→ Task requirements
**A.** In the iliac catheter text, condense the paragraph beginning "We devised a novel vascular access" into a short bulleted list that keeps its main facts.
**B.** Repeat verbatim everything in the iliac catheter text from "All of the iliac" down to "only 59 days.".

→ Text
____

We devised a novel vascular access using an external iliac vein as an entry point for cuffed tunnelled catheters. We expected iliac catheters inserted from above the inguinal ligament (Figure 2) to be better suited to long-term use than femoral catheters, as the latter are subject to repeated kinking, accompanied by occlusion of the femoral vein when patients flex their hips. This may increase the risk for catheter and/or venous thrombosis. In addition, heparin used to block the catheter may be released into the blood stream by kinking and stretching, which renders the femoral catheter more susceptible to clotting. Consequently, bed rest is advised for patients with femoral catheters. In contrast, our iliac catheter patients were able to ambulate.
All of the iliac catheters described in this report have remained functional over an observation period of more than 1500 days. The catheters of patients A and E required mechanical declotting or urokinase instillation a number of times. Notably, these two patients presented with hypercoagulative states; patient A suffered from renal-cell carcinoma, and patient D had circulating lupus anticoagulant. None of the catheters had to be exchanged due to malfunction. In comparison, the primary patency rate of femoral cuffed tunnelled catheters was 55% after 180 days in one report [5]. In another study, only 50% of femoral cuffed tunnelled catheters were still in use 3 months after placement [6]. Maya and Allon [7] reported a median femoral catheter survival of only 59 days.
Development of deep-vein thrombosis (DVT) is a major concern with indwelling catheters. Indeed, those two of our six patients who did not receive adequate anticoagulation experienced ipsilateral DVT. With femoral catheters, Maya and Allon [7] observed ipsilateral DVT in 7 out of 27 patients. In contrast, Zaleski et al. [5] noted DVT in three out of 21 patients with femoral catheters after a cumulative observation period of more than 2500 catheter days.

____

→ Provided material

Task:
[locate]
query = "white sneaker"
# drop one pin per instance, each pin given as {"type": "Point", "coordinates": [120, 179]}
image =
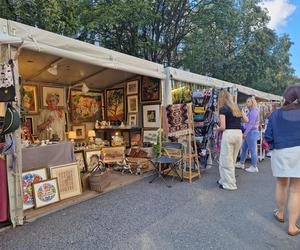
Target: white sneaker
{"type": "Point", "coordinates": [240, 165]}
{"type": "Point", "coordinates": [252, 169]}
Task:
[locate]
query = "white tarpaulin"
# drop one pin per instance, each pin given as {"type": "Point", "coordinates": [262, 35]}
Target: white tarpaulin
{"type": "Point", "coordinates": [181, 75]}
{"type": "Point", "coordinates": [50, 43]}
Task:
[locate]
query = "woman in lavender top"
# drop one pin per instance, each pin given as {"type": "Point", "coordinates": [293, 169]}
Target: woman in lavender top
{"type": "Point", "coordinates": [250, 136]}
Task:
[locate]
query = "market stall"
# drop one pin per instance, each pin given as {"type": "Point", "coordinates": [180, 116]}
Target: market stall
{"type": "Point", "coordinates": [77, 100]}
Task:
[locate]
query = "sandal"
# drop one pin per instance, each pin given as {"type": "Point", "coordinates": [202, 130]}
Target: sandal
{"type": "Point", "coordinates": [275, 213]}
{"type": "Point", "coordinates": [295, 233]}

____

→ Answer list
**A.**
- A new vascular access uses an external iliac vein as the entry point for cuffed tunnelled catheters, inserted from above the inguinal ligament (Figure 2).
- These iliac catheters were expected to suit long-term use better than femoral catheters, which kink repeatedly and occlude the femoral vein when patients flex their hips. This may raise the risk of catheter and/or venous thrombosis.
- Kinking and stretching may also release the heparin used to block the catheter into the bloodstream, which makes femoral catheters more prone to clotting.
- Bed rest is therefore advised for patients with femoral catheters, while the iliac catheter patients could ambulate.

**B.**
All of the iliac catheters described in this report have remained functional over an observation period of more than 1500 days. The catheters of patients A and E required mechanical declotting or urokinase instillation a number of times. Notably, these two patients presented with hypercoagulative states; patient A suffered from renal-cell carcinoma, and patient D had circulating lupus anticoagulant. None of the catheters had to be exchanged due to malfunction. In comparison, the primary patency rate of femoral cuffed tunnelled catheters was 55% after 180 days in one report [5]. In another study, only 50% of femoral cuffed tunnelled catheters were still in use 3 months after placement [6]. Maya and Allon [7] reported a median femoral catheter survival of only 59 days.